#### [Short task 1]
In the code review checklist, rewrite the paragraph beginning "Evidence requirement per signal" more briefly, keeping its main facts.
#### [Short task 2]
According to the code review checklist, what color contrast standard and text ratio must UI code meet?
#### [Short task 3]
Please pick up the code review checklist after its final sentence and continue it.

═════ Supplied text

Error states Shows helpful error message

Empty states Shows appropriate empty message

Success feedback Confirms action completed

Form validation Shows inline errors

Responsive Works on mobile/tablet

Accessibility Review Checklist (UI Code)

Check Verify

Semantic HTML Uses correct elements (button, not div)

Alt text Images have meaningful alt text

Keyboard All interactions keyboard accessible

Focus Focus visible and logical order

Color contrast Meets WCAG AA (4.5:1 text)

Screen reader Labels and ARIA where needed

Severity Classification

Severity Definition Action

CRITICAL Security vulnerability or blocks functionality Must fix before merge

MAJOR Affects functionality or significant quality issue Should fix before merge

MINOR Style issues, small improvements Can merge, fix later

NIT Purely stylistic preferences Optional

Multi-Signal Review Methodology

Each Stage 2 pass produces an independent signal. Score each dimension separately.

HARD signals (any failure blocks approval):

• Security: One real vulnerability = dimension score 0

• Correctness: One logic error producing wrong output = dimension score 0

SOFT signals (concerns noted, don't block alone):

• Performance: Scaling concern without immediate impact

• Maintainability: Complex but functional code

• UX/A11y: Missing states but core flow works

Aggregation rule:

• If ANY HARD signal = 0 → STATUS: CHANGES_REQUESTED (non-negotiable)

• CONFIDENCE = min(HARD scores), reduced by max 10 if SOFT signals are low

• Include per-signal breakdown in Router Handoff for targeted remediation

Evidence requirement per signal: Each signal MUST cite specific file:line. A signal without evidence = not reported.

══════════
═════ Records shown

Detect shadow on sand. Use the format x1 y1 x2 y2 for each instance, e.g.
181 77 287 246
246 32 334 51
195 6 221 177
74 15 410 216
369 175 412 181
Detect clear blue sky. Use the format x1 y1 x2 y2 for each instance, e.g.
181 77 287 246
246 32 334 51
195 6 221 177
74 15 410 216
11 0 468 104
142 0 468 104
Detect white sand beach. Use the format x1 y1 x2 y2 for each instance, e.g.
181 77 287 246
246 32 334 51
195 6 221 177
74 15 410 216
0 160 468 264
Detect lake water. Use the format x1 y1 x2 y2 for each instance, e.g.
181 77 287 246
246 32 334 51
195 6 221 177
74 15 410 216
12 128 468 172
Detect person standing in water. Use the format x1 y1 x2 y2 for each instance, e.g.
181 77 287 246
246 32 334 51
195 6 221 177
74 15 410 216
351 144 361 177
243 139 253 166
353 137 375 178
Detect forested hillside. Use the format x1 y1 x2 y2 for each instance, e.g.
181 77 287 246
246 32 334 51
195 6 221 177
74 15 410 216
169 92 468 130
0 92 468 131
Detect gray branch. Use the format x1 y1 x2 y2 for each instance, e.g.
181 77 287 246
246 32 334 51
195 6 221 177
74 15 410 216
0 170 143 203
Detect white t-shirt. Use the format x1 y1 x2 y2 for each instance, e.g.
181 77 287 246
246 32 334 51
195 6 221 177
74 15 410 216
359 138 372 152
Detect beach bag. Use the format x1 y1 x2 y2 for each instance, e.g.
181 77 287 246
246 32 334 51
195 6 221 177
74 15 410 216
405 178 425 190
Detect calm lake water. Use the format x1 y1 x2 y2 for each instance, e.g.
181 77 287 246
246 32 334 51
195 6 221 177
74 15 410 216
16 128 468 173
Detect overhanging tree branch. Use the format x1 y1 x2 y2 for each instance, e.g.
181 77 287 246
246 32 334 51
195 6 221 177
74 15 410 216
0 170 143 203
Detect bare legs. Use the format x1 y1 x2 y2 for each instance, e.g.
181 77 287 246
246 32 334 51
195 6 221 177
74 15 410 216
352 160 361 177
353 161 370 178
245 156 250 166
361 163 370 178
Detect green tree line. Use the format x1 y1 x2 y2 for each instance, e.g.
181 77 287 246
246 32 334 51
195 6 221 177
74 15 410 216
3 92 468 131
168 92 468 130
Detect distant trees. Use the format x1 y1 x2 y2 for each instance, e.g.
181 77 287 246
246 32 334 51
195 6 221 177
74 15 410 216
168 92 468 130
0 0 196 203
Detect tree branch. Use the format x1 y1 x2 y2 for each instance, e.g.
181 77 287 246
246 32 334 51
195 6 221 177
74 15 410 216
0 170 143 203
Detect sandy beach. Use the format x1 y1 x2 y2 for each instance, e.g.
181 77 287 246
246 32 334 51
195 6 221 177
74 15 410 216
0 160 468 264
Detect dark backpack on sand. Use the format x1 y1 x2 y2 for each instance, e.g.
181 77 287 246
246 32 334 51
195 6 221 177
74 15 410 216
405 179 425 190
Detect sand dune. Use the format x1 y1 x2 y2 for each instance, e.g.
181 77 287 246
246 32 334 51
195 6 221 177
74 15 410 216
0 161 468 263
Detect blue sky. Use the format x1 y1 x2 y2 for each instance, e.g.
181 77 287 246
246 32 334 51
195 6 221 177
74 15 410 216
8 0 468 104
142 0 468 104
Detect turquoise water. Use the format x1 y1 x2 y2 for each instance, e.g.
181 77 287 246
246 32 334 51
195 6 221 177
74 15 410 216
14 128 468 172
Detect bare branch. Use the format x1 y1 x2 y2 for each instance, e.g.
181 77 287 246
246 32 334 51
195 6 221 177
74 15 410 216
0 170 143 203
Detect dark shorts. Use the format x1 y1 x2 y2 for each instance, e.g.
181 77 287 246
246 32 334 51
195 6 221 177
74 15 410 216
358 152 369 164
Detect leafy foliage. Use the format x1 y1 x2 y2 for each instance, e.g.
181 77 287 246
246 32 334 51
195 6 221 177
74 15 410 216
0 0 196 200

══════════

#### [Final result 1]
Every signal must cite a specific file:line, and any signal without that evidence is not reported.

#### [Final result 2]
WCAG AA, with a 4.5:1 ratio for text.

#### [Final result 3]
Do NOT Flag (False Positive Prevention)

• Pre-existing issues not introduced by this change

• Correct code that merely looks suspicious

• Pedantic nitpicks a senior engineer would not flag

• Issues linters already catch (don't duplicate tooling)

• General quality concerns not required by project guidelines

• Issues explicitly silenced via lint-ignore comments

Priority Output Format (Feedback Grouping)

Organize feedback by priority (from reference pattern):

Code Review Feedback

Critical (must fix before merge)

• [95] SQL injection at src/api/users.ts:45 → Fix: Use parameterized query db.query('SELECT...', [userId])

Warnings (should fix)

• [85] N+1 query at src/services/posts.ts:23 → Fix: Batch query with WHERE IN clause

Suggestions (consider improving)

• [70] Function calc() could be renamed to calculateTotal() → More descriptive naming

ALWAYS include specific examples of how to fix each issue. Don't just say "this is wrong" - show the correct approach.

Red Flags - STOP and Re-review

If you find yourself:

• Reviewing code style before checking functionality

• Not running the tests

• Skipping the security checklist

• Giving generic feedback ("looks good")

• Not providing file:line citations

• Not explaining WHY something is wrong

• Not providing fix recommendations

STOP. Start over with Stage 1.

Rationalization Prevention

Excuse Reality

"Tests pass so it's fine" Tests can miss requirements. Check spec compliance.

"Code looks clean" Clean code can still be wrong. Verify functionality.

"I trust this developer" Trust but verify. Everyone makes mistakes.

"It's a small change" Small changes cause big bugs. Review thoroughly.

"No time for full review" Bugs take more time than reviews. Do it properly.

"Security is overkill" One vulnerability can sink the company. Check it.

Output Format

Code Review: [PR Title/Component]

Stage 1: Spec Compliance ✅/❌

Requirements:

• Requirement 1 - implemented at file:line
• Requirement 2 - implemented at file:line
• Requirement 3 - NOT IMPLEMENTED

Tests: PASS (24/24)

Verdict: [Meets spec / Missing requirements]

Stage 2: Code Quality

Security:

• [CRITICAL] Issue at file:line - Fix: [recommendation]
• No issues found ✅

Performance:

• [MAJOR] N+1 query at file:line - Fix: Use batch query
• No issues found ✅

Quality:

• [MINOR] Unclear naming at file:line - Suggestion: rename to X
• No issues found ✅

UX/A11y: (if UI code)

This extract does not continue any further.